**Dataset entries:**
[START]
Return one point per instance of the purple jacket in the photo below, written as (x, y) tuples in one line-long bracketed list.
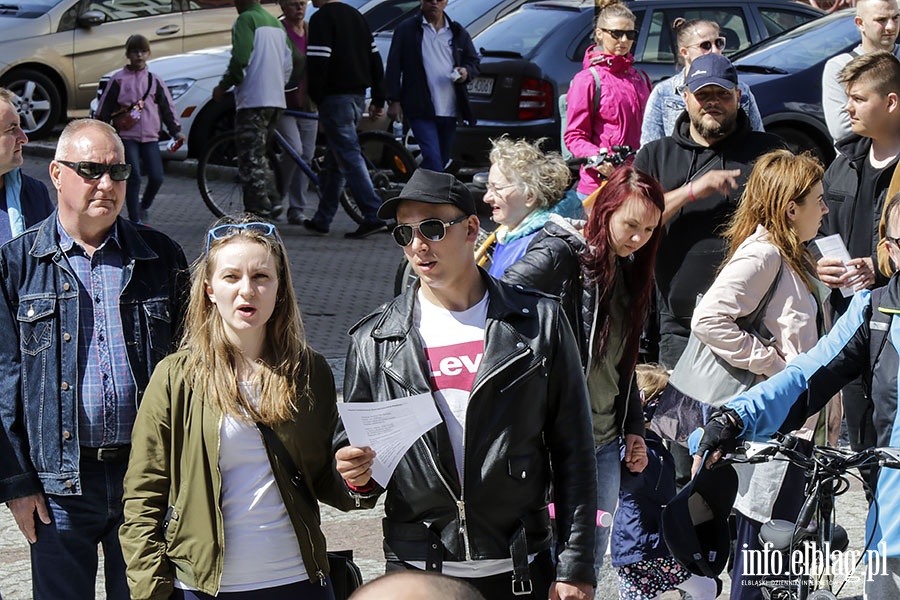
[(127, 87), (623, 95)]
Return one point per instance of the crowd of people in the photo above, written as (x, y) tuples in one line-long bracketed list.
[(176, 416)]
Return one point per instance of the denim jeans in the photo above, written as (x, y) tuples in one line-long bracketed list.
[(435, 138), (146, 156), (64, 558), (301, 135), (609, 475), (340, 115)]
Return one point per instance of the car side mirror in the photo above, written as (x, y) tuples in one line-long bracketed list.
[(91, 18)]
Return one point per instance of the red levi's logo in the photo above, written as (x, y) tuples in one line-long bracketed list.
[(454, 366)]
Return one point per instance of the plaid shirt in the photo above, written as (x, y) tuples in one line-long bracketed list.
[(107, 390)]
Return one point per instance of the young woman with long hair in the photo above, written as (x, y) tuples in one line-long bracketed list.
[(210, 508), (781, 209), (603, 273)]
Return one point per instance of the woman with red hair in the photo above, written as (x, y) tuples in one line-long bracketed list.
[(602, 270)]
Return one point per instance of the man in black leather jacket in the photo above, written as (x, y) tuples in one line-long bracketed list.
[(469, 498)]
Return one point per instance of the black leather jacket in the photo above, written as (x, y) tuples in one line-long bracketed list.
[(527, 426)]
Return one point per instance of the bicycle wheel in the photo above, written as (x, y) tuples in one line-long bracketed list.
[(390, 165), (218, 178)]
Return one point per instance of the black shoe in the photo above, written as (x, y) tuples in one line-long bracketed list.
[(315, 228), (295, 217), (367, 229)]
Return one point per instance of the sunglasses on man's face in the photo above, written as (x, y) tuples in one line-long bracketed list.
[(707, 45), (629, 34), (432, 230), (223, 232), (92, 170)]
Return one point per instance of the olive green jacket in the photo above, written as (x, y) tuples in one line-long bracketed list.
[(173, 517)]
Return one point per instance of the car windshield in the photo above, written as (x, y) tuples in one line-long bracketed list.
[(804, 46), (521, 31), (26, 10), (465, 12)]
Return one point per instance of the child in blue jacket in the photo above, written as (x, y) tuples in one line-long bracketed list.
[(642, 561)]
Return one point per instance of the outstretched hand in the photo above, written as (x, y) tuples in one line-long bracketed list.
[(355, 464), (719, 437)]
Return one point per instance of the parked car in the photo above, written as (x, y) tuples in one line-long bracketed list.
[(785, 74), (53, 52), (191, 77), (529, 57)]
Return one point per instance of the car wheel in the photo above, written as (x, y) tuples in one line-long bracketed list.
[(800, 141), (38, 101), (217, 118)]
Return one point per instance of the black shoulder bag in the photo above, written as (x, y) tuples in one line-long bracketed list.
[(345, 574)]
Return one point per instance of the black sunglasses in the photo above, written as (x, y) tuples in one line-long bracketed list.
[(232, 229), (631, 34), (92, 170), (432, 230), (706, 45)]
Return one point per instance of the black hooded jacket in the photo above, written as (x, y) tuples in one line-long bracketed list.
[(692, 248)]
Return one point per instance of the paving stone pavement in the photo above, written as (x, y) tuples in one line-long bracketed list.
[(337, 282)]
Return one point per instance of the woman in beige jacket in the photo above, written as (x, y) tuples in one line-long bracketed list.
[(781, 210)]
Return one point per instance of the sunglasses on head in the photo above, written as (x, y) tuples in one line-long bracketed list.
[(432, 230), (630, 34), (223, 232), (92, 170), (706, 45)]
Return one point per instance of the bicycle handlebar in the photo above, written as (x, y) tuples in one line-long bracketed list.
[(616, 156), (832, 460)]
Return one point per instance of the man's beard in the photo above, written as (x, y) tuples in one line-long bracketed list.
[(714, 130)]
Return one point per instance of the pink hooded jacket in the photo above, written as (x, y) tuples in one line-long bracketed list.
[(623, 95)]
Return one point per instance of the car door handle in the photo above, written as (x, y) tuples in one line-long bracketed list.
[(168, 30)]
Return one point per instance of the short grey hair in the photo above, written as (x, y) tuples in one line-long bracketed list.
[(542, 175), (74, 128)]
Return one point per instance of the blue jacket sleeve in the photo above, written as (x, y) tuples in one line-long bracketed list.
[(811, 379)]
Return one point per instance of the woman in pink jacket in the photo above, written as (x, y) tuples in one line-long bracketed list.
[(623, 94), (780, 211)]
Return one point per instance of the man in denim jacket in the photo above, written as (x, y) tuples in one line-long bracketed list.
[(91, 305)]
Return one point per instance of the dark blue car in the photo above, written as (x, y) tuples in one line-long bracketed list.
[(785, 74)]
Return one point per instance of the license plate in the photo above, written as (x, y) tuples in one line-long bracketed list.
[(481, 86)]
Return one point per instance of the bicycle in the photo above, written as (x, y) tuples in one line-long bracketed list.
[(814, 534), (389, 164), (484, 243)]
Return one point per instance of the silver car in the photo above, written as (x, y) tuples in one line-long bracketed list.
[(53, 52)]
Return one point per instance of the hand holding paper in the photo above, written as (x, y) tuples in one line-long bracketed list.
[(389, 428)]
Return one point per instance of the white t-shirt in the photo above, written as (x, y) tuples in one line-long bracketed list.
[(454, 347), (261, 548)]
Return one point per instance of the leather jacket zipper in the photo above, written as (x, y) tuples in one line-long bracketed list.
[(460, 502), (525, 375)]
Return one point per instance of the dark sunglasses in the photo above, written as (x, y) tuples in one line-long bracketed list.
[(432, 230), (223, 232), (92, 170), (631, 34), (706, 45)]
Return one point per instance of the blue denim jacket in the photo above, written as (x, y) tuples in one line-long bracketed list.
[(39, 345), (666, 104)]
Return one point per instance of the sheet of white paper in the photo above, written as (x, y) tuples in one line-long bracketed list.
[(389, 428), (832, 246)]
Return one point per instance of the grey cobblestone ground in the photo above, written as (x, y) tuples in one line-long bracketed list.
[(337, 282)]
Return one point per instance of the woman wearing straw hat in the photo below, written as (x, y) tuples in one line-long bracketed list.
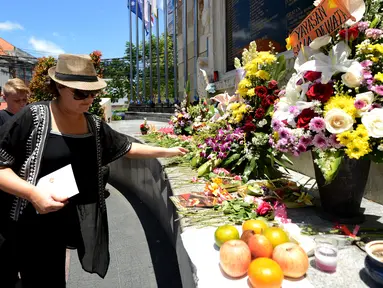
[(37, 225)]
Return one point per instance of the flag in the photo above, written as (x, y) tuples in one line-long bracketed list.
[(143, 16)]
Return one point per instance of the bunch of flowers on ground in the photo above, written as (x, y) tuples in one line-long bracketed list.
[(333, 103), (144, 127)]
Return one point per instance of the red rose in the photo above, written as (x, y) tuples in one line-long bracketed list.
[(271, 100), (312, 75), (249, 126), (320, 92), (272, 84), (264, 103), (264, 208), (305, 117), (259, 113), (349, 34), (261, 91)]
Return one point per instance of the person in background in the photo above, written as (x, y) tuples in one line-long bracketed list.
[(36, 224), (15, 93)]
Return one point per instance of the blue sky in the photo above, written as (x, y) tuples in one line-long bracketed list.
[(45, 27)]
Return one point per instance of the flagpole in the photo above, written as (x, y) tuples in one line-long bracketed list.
[(143, 52), (130, 51), (195, 48), (185, 34), (150, 53), (137, 57), (166, 50), (175, 5), (158, 57)]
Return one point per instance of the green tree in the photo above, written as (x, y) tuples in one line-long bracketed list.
[(118, 71)]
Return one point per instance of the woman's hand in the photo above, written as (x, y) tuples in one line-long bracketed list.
[(177, 151), (46, 201)]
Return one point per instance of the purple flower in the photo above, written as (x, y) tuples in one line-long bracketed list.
[(221, 155), (320, 141), (374, 33), (283, 141), (367, 74), (209, 142), (284, 133), (306, 140), (363, 26), (302, 148), (378, 89), (276, 124), (294, 110), (333, 141), (317, 124), (359, 104)]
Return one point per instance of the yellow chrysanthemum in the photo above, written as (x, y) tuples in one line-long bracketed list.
[(266, 57), (262, 74), (361, 133), (344, 102), (357, 148), (379, 76), (345, 138), (250, 93)]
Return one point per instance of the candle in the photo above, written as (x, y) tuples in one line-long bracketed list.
[(326, 257)]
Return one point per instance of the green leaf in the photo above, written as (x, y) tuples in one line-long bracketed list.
[(231, 159), (280, 68), (204, 169), (250, 167)]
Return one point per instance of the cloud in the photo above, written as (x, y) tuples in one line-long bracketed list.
[(45, 47), (9, 26), (241, 35)]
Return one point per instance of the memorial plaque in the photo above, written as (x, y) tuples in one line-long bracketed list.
[(263, 21)]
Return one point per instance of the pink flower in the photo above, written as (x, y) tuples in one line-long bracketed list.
[(363, 26), (237, 178), (317, 124), (366, 63), (374, 33), (378, 89), (359, 104), (320, 141), (333, 141), (264, 208)]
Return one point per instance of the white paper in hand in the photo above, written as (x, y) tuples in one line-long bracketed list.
[(61, 181)]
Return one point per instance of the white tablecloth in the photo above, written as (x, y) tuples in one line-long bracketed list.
[(199, 244)]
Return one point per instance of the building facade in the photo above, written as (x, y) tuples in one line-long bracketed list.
[(15, 63), (223, 29)]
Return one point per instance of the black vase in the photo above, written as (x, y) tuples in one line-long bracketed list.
[(341, 199)]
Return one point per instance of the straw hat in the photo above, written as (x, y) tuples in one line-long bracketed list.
[(76, 71)]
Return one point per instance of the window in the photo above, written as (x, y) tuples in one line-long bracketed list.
[(263, 21)]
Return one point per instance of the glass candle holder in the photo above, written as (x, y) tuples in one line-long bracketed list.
[(326, 254)]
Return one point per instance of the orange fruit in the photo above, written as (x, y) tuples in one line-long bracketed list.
[(265, 273), (276, 236), (225, 233), (260, 246), (258, 226)]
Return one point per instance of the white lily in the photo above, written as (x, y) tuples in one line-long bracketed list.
[(304, 55), (336, 61), (224, 100)]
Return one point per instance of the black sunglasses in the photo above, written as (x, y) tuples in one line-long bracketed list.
[(84, 94)]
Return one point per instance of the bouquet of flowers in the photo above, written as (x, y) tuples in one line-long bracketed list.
[(144, 127), (333, 103)]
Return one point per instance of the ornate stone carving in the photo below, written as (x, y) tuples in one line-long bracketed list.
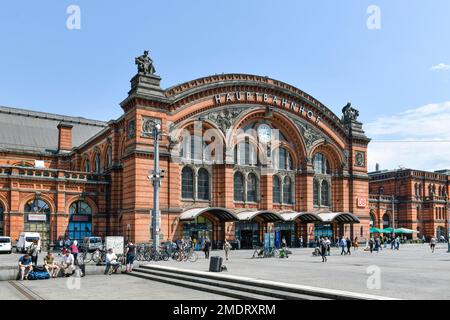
[(224, 119), (145, 64), (147, 126), (349, 114), (309, 135)]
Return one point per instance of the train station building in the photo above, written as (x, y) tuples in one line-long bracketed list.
[(243, 155)]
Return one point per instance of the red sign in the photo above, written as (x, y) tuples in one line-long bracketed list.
[(361, 202)]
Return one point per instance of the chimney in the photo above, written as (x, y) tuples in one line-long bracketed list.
[(64, 137)]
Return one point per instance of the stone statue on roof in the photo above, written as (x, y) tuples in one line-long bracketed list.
[(349, 114), (145, 64)]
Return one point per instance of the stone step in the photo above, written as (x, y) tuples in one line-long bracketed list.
[(249, 288), (193, 284)]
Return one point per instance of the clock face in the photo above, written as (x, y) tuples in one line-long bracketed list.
[(264, 133)]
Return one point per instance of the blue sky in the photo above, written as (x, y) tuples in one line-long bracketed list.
[(322, 47)]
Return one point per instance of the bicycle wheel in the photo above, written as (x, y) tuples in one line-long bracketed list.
[(193, 257), (96, 257)]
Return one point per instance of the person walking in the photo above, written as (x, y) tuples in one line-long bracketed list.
[(207, 247), (349, 245), (323, 249), (371, 244), (355, 244), (343, 245), (328, 244), (74, 250), (226, 248), (130, 254), (34, 252), (432, 244)]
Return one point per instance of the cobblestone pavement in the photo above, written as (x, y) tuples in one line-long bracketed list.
[(413, 272)]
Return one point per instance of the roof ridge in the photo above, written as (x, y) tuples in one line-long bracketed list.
[(51, 116)]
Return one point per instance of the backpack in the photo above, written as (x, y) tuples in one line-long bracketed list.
[(38, 275)]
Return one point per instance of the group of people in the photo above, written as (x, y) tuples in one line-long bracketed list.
[(184, 245), (67, 265)]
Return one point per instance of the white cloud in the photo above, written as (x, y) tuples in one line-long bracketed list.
[(441, 67), (417, 138)]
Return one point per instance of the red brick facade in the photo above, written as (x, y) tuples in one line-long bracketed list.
[(119, 159), (420, 201)]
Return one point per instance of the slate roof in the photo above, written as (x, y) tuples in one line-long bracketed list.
[(37, 132)]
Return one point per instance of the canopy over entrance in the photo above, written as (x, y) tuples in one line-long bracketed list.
[(222, 213), (302, 216), (266, 216), (341, 217)]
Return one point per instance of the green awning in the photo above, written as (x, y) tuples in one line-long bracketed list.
[(375, 230)]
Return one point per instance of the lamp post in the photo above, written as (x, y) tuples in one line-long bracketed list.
[(155, 178)]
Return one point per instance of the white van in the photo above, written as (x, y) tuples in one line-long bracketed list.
[(5, 244), (26, 239)]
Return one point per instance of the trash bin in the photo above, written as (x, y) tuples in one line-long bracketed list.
[END]
**Problem statement:**
Return every line from the beginning of the items through the line containing "[(176, 416)]", reproduced word for word and leaving out the pictures.

**Solved problem:**
Return one point per instance of the purple jacket in the photo below, written as (x, y) tuples in one line-long bracketed list.
[(127, 87), (623, 95)]
Return one point per instance of the crowd of people in the photo above, written as (x, y) tuples in one line-long bracketed list.
[(176, 416)]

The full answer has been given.